GIVEN PASSAGE:

● ● ●

Life isn't about finding yourself
Its about creating yourself
~
So dawn goes down to day.
Nothing gold can stay.
Monday, October 8, 2007
Sorry seems to be the Hardest word
9:01 PM

Death of a friendship is perhaps more painful when it is least painful. Because it makes you realise that you are little less emotional than you think, a little more stoic than you hoped to me. Part of this stoicism comes from my innate ability to recognize certain emotions as a result of an upcoming change, and to block it till I have the time and emotional capacity to deal with it. But what amazes me is my ability to deal with it, unblock it part by part, analyze and cope with it, by myself, quietly. It amazes me because by nature I am a pretty vocal person. I'm the kind of person who, when asked by Frasier Crane, "Do you ever have an unexpressed thought?" (ref Season2 Episode 11), replies, "No, and why should I?".
Is it a part of growing up? That not even the people closest to you will know when you encountered, blocked, stocked, unblocked and resolved a problem. All the while you keep doing life's day to days...

● ● ●

EXTRACTED ENTRIES:

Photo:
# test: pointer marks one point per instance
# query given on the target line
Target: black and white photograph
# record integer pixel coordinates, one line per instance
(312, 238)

● ● ●

TO-DO LIST:
a - Could you write out the blog post about the end of a friendship, starting at "Is it a part" and ending at "day to days...", and replace "growing up" with "getting older"?
b - Can you carry on the blog post about the end of a friendship from its last sentence?
The records stand apart from the blog post about the end of a friendship.

WRITTEN ANSWERS:
a -
Is it a part of getting older? That not even the people closest to you will know when you encountered, blocked, stocked, unblocked and resolved a problem. All the while you keep doing life's day to days...

b -
I'm not trying to sound like a saint. I'm shocked at myself. I truly am. And its not altogether a pleasant surprise. Because although it means I can take in more, it also means I need to express less. And sometimes, that's not a change too many friendships can handle. Especially 4 year long ones. Especially ones that were built on us dealing wth and listening to each other's problems at the end of the day, no matter how trivial. That were based on never thinking about whether one should bother the others with such a trivial bout of emotion
But that's what it is right. It's just emotion.
Too many times, I give in just because its easier, not because I was wrong. This time, I won't give in to the other party's definition of a mistake. I won't feel guilty for not sharing emotions that run too deep for me to even admit to myself, for not justifying my sudden absence with remedial actions. I won't try and explain that what they think I feel and the limitations what they think I understand about them, both are being limited by their vision. I don't owe anyone a statement of how I feel. I decide if I want to share it. There is such a thing as private grief.